EXERCISE INSTRUCTIONS:
Repeat the entries without change, omitting the pictures.

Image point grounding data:
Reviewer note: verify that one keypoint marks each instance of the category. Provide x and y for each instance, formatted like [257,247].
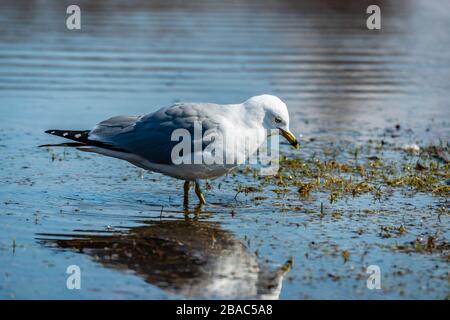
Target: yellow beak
[290,137]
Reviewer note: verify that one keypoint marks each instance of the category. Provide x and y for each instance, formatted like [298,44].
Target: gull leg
[199,193]
[186,193]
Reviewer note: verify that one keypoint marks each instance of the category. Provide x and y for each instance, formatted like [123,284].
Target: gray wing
[150,136]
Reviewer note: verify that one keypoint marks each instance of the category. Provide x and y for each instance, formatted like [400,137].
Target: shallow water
[128,231]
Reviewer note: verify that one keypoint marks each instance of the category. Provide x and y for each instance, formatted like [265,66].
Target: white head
[274,115]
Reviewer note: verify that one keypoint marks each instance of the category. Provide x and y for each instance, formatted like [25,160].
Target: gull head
[274,115]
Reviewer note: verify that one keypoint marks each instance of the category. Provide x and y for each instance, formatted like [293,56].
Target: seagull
[148,141]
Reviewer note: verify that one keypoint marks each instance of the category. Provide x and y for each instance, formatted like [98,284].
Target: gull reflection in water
[196,259]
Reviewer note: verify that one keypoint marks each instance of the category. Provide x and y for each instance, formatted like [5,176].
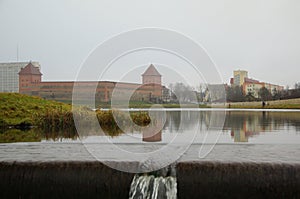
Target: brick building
[30,83]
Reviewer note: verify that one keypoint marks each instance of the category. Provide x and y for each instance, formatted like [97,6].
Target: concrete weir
[93,179]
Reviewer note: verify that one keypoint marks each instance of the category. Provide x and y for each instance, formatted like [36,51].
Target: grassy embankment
[277,104]
[138,104]
[21,111]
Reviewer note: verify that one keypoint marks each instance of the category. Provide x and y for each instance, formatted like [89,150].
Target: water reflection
[250,124]
[239,126]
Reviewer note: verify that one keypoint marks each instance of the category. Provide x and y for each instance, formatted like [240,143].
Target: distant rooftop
[151,71]
[30,69]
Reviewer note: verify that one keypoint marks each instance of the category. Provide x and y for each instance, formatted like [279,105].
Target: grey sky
[259,36]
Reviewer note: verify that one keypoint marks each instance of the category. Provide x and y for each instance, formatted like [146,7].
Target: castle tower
[239,77]
[151,76]
[29,79]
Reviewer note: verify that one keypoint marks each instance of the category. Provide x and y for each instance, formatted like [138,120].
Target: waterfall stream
[151,187]
[160,184]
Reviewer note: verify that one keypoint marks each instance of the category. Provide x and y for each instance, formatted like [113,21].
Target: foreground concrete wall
[194,180]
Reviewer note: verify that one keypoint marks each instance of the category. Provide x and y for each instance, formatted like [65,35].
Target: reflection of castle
[30,83]
[245,126]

FINISHED TASK:
Reviewer note: verify that one keypoint marks each instance of the category. Provide x and y for each instance, formatted like [257,247].
Target: yellow beak
[290,137]
Reviewer note: verify that one keypoint marks each instance of the category. Provide x and y for each instance, formatted like [298,44].
Target: gull leg
[199,193]
[186,193]
Reviewer note: verify that one keypoint marks each instance of the category. Provide x and y for each instance, formatted like [123,284].
Target: gray wing
[150,136]
Reviewer note: verify that one keypoint marks each instance of the category. Provide x and y for each instance, formatted like [400,137].
Target: shallow water
[128,231]
Reviewer note: verify that one keypoint marks each instance of the category. Provide x and y for each instance, formatted like [265,66].
Target: white head
[274,115]
Reviewer note: verify that one keypoint marks each instance of the category. Provide x and y for each instance, formatted like [25,160].
Target: gull head
[274,115]
Reviewer note: verify that one keypoint marks each instance of the category. Provide x and y for each instance, formatted like [293,56].
Target: seagull
[148,141]
Reviewer note: verify that one keypoint marks each instance of the category. Provide x and y for each instance, formatted like [98,284].
Target: gull reflection in water
[196,259]
Reviewer note: verify that one keypoint marks each instance of the category. Provide x and y for each instance, formatted like [5,176].
Target: brick building
[30,83]
Reviewer note: verify that one keypoint marks each instance of the category. Provide x and y for each instance, formatted like [97,6].
Target: concrete weir
[93,179]
Reviewer note: verify that one keypoint marks each instance of the category. Provide x and y for each instance, formatted like [36,51].
Target: grassy embankment
[277,104]
[138,104]
[21,111]
Reviewer note: verify that one keypoint marks each instance of the category. Provide x and y for each instance, formatted like [89,150].
Target: water reflection
[250,124]
[239,126]
Reviewer note: verify that one keypoint marks each instance of the category. Provide x and y for each instance, formatted like [240,143].
Target: distant rooftop
[151,71]
[30,69]
Reviewer note: verify that one keypoint marks each instance of the category. Provide x and y for each instance, formatted like [279,105].
Target: grey sky
[259,36]
Reviewer note: verify that one keypoint marks each instance of the category. Provide x and y for each instance, formatted like [146,7].
Target: castle tower
[239,77]
[151,76]
[29,79]
Reviewer note: verify that one keypoint marks each instance of the category. Provide x and y for each instance, formatted like [138,120].
Target: waterfall stream
[151,187]
[160,184]
Reviewer note: verify that one keypoint marks each instance of the category. Provide x and y for each instance, formatted like [113,21].
Target: foreground concrete wall
[194,180]
Reviewer note: verify that one keypoint marks each instance of the category. Provide x and y for each instance, formatted like [65,35].
Target: reflection of castle
[30,83]
[245,126]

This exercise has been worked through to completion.